BVerwG, Urteil vom 09.07.2008, Aktenzeichen: 9 A 14/07
Ob die im Bundesnaturschutzgesetz (§ 44 Absatz 5 Satz 3) erwähnten vorgezogenen Ausgleichsmaßnahmen von dem in der FFH-Richtlinie (Artikel 12 Absatz 1a) verankerten individuenbezogenen Tötungsverbot erfasst werden oder ob eine Freistellung der CEF-Maßnahmen von dem Tötungsverbot vorliegt, bedarf aus Anlass des vorliegenden Streitfalls keiner weiteren Erörterung, weil die hier in Rede stehenden Maßnahmen keine CEF-Maßnahmen im europarechtlichen Sinne, sondern herkömmliche Schadensvermeidungs- und -minderungsmaßnahmen darstellen und das Tötungsverbot des im Bundesnaturschutzgesetz aufgeführten § 42 Absatz 1 Nr. 1 (Alt. 1) hier aus anderen Gründen nicht erfüllt ist (Rn. 98).
VGH München, Urteil vom 19.02.2014, Aktenzeichen: 8 A 11.40040, 8 A
Um eine Verschlechterung des Erhaltungszustands zu verhindern, können auch spezielle kompensatorische Maßnahmen eingesetzt werden (sogenannte FCS-Maßnahmen). Soweit erforderlich können zur Gewährleistung der ökologisch-funktionalen Kontinuität zudem vorgezogene Ausgleichsmaßnahmen (sogenannte CEF-Maßnahmen) festgesetzt werden. Derartige Maßnahmen müssen - notwendigerweise damit verbundene Unwägbarkeiten berücksichtigend - nach aktuellem wissenschaftlichem Erkenntnisstand eine zumindest hohe Wahrscheinlichkeit ihrer Wirksamkeit aufweisen. Die Planfeststellungsbehörde verfügt diesbezüglich über eine naturschutzfachliche Einschätzungsprärogative (siehe Nr. 13.3.5).
EuGH, Urteil vom 26.01.2012, Rechtssache: C-192/11
Die artenschutzrechtlichen Ausnahmetatbestände sind eng auszulegen. Sofern diesbezüglich im nationalen Recht ein Ausnahmetatbestand enthalten ist, der unter anderem Gründe des überwiegenden öffentlichen oder wirtschaftlichen Interesses enthält, so ist zu beachten, dass diese Gründe nicht in den abschließenden Ausnahmetatbeständen des Artikel 9 Absatz 1 der Vogelschutzrichtlinie erwähnt sind (Rn. 39).

VORLIEGENDES MATERIAL –
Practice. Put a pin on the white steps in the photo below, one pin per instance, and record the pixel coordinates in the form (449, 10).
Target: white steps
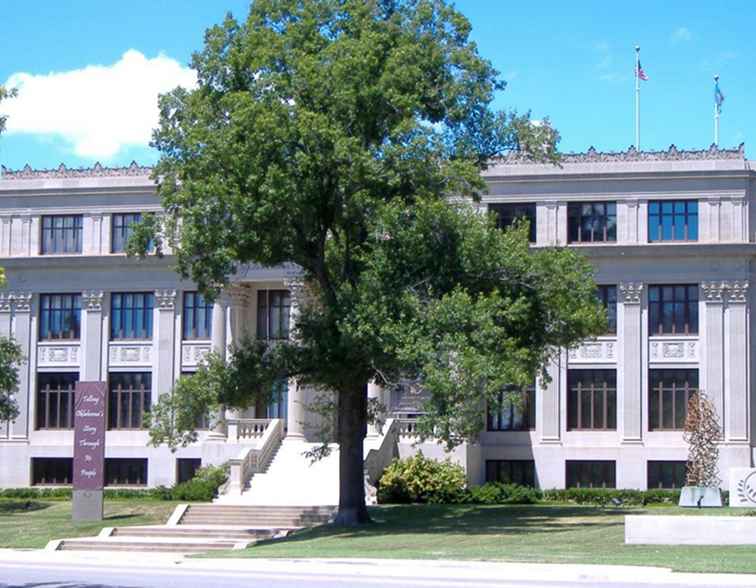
(292, 479)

ARBEITSAUFTRAG A –
Welche Wahrscheinlichkeit ihrer Wirksamkeit müssen CEF-Maßnahmen laut den Urteilsauszügen zum Artenschutz aufweisen?
ARBEITSAUFTRAG B –
Führe die Urteilsauszüge zum Artenschutz im Anschluss an ihren letzten Satz fort.

LÖSUNG A –
Nach aktuellem wissenschaftlichem Erkenntnisstand müssen sie eine zumindest hohe Wahrscheinlichkeit ihrer Wirksamkeit aufweisen.

LÖSUNG B –
EuGH, Urteil vom 10.05.2007, Rechtssache: C-342/05
Für die Zulassung einer Ausnahme nach Artikel 16 Absatz 1 der FFH-Richtlinie ist der günstige Erhaltungszustand der Populationen der betreffenden Tierarten in ihrem natürlichen Verbreitungsgebiet eine unabdingbare Voraussetzung. Bei einem ungünstigen Erhaltungszustand sind solche Ausnahmen bei außergewöhnlichen Umständen ausnahmsweise weiterhin zulässig, wenn hinreichend nachgewiesen ist, dass sie nicht geeignet sind, den ungünstigen Erhaltungszustand dieser Populationen zu verschlechtern oder die Wiederherstellung eines günstigen Erhaltungszustands zu behindern (Rn. 28 f.).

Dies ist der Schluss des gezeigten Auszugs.